_Work to do_
Report each line in the rows below that contains the string "shirt". Letter case counts.

## Begin Material shown

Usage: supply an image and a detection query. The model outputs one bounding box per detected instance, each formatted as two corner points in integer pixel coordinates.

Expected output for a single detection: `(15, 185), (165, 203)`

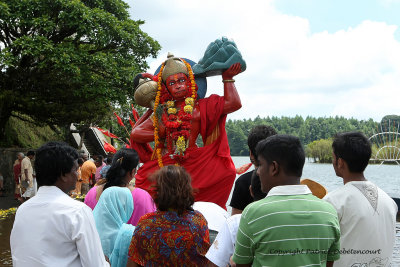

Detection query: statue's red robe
(131, 95), (236, 209)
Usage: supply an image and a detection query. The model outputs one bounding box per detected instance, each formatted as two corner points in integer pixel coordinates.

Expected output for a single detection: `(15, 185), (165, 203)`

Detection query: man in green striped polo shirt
(233, 135), (340, 267)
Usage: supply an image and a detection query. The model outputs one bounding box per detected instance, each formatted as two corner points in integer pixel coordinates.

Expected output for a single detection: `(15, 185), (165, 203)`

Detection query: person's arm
(231, 208), (243, 216)
(206, 217), (237, 267)
(222, 63), (242, 114)
(126, 258), (142, 267)
(71, 206), (110, 266)
(232, 213), (253, 266)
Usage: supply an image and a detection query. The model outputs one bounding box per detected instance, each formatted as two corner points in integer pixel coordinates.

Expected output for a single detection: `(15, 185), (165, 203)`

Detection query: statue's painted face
(165, 73), (190, 100)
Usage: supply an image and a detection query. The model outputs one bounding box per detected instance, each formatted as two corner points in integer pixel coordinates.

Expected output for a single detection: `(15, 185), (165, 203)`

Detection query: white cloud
(128, 0), (400, 120)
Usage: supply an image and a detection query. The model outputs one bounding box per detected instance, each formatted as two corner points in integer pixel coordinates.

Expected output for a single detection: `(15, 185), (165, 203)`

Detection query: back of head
(256, 134), (305, 177)
(152, 165), (194, 215)
(35, 142), (78, 186)
(104, 148), (139, 190)
(95, 155), (104, 165)
(93, 186), (133, 229)
(332, 132), (371, 172)
(247, 125), (276, 158)
(251, 171), (267, 201)
(78, 158), (84, 166)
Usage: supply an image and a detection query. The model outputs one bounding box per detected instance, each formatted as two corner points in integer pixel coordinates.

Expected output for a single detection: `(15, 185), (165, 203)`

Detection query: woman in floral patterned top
(127, 166), (210, 267)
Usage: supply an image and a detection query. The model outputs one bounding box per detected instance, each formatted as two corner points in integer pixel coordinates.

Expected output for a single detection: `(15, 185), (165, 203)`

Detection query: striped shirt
(233, 185), (340, 266)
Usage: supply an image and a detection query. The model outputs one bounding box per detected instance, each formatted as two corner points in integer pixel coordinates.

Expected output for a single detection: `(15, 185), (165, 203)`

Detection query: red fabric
(131, 104), (139, 122)
(132, 95), (236, 209)
(104, 141), (117, 153)
(114, 112), (125, 127)
(129, 118), (135, 129)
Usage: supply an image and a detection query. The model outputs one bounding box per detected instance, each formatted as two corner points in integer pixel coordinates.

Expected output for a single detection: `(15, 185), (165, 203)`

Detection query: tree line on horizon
(226, 115), (382, 157)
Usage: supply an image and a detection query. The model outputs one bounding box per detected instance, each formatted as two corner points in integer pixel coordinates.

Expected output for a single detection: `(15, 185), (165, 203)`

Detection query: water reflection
(0, 215), (400, 266)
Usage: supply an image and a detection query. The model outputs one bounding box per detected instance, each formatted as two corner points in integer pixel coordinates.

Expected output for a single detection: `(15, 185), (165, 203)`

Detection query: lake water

## End Material shown

_Output_
Detection query: man in green striped polo shirt
Detection query: striped shirt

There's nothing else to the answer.